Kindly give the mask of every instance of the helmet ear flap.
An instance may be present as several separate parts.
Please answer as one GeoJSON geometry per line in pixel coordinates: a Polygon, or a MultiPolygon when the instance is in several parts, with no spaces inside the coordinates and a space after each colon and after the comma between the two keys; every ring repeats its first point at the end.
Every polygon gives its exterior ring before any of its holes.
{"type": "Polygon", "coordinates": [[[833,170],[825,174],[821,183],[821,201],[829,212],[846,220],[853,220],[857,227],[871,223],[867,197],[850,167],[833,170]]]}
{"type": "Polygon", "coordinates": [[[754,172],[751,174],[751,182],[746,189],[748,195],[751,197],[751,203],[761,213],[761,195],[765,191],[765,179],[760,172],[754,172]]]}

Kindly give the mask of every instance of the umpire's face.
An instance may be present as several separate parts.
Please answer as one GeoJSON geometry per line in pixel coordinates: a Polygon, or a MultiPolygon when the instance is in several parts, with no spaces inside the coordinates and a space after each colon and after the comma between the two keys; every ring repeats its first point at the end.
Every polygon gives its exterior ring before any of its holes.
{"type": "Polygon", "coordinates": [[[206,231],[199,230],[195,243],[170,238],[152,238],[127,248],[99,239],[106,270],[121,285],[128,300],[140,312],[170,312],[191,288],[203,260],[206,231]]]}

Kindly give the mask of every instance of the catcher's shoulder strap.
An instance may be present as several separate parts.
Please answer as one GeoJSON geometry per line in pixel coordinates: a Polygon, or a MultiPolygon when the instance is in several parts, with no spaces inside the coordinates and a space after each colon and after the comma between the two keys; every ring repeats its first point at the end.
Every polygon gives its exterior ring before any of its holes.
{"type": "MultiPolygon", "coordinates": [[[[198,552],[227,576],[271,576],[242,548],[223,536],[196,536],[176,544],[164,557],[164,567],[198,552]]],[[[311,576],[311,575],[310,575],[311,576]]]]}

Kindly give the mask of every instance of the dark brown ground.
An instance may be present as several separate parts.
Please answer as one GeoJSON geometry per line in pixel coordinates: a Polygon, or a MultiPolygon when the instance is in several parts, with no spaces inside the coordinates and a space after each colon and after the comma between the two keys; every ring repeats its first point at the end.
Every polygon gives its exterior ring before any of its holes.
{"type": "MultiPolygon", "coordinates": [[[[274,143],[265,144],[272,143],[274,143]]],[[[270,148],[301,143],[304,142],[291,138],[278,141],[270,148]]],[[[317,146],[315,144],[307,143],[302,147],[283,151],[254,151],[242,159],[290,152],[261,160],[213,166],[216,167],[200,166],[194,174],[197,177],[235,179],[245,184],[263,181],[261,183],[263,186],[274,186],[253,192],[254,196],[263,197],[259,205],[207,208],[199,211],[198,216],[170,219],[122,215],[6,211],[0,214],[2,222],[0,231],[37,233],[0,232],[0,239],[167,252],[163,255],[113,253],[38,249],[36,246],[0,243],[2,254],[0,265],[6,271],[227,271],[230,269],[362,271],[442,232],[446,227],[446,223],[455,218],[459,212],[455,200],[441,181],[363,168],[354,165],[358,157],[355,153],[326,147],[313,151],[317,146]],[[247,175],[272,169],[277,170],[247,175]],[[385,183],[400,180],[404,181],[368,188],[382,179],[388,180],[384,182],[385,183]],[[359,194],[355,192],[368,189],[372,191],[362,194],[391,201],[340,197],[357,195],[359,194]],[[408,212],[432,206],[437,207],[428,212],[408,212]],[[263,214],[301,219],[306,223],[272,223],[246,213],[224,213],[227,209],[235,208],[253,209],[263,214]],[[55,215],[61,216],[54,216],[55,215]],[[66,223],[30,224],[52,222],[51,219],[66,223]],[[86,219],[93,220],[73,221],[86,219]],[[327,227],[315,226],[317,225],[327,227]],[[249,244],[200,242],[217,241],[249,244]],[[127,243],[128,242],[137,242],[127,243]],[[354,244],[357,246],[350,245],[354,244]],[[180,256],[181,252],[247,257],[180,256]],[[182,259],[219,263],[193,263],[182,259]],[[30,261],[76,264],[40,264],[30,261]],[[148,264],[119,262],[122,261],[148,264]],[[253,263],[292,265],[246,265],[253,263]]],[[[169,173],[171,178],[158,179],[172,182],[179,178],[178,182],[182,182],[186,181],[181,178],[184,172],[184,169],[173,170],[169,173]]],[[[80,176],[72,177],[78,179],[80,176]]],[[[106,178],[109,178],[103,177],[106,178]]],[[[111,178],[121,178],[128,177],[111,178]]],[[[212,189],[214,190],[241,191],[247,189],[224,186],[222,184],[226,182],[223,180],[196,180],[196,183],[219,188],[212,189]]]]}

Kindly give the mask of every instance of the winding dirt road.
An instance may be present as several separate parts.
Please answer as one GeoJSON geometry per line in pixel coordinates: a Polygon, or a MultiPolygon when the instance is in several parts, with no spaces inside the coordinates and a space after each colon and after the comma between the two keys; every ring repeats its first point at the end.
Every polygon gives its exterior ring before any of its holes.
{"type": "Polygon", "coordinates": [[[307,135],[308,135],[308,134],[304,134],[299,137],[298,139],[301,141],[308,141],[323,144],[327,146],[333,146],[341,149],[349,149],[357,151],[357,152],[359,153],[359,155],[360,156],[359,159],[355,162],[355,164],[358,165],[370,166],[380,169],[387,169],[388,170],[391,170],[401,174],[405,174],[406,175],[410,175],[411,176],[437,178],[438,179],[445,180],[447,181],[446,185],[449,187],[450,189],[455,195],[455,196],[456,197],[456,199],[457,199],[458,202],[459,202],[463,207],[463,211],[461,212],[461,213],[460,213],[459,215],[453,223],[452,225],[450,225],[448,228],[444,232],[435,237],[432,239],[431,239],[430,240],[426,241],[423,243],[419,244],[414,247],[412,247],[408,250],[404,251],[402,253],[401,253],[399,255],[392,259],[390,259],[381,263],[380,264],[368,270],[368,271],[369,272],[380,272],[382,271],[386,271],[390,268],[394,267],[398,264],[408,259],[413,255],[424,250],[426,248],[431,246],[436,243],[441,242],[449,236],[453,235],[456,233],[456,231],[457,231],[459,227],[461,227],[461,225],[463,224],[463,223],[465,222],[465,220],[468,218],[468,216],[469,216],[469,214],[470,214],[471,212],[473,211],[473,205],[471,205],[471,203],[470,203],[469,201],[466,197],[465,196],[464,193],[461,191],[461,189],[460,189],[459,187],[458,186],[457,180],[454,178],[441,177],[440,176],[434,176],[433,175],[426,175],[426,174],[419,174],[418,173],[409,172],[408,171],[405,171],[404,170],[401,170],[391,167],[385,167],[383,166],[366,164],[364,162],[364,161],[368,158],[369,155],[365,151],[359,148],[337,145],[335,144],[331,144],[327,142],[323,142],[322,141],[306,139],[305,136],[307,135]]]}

..............................

Task prompt: Filter the rows above, copying every line that contains the string "mask".

Correct answer:
Kindly give the mask of every instance of the helmet ear flap.
Kindly give the mask of every instance of the umpire's face.
Kindly give the mask of every instance of the catcher's shoulder strap.
Kindly give the mask of every instance of the dark brown ground.
Kindly give the mask of every instance of the winding dirt road.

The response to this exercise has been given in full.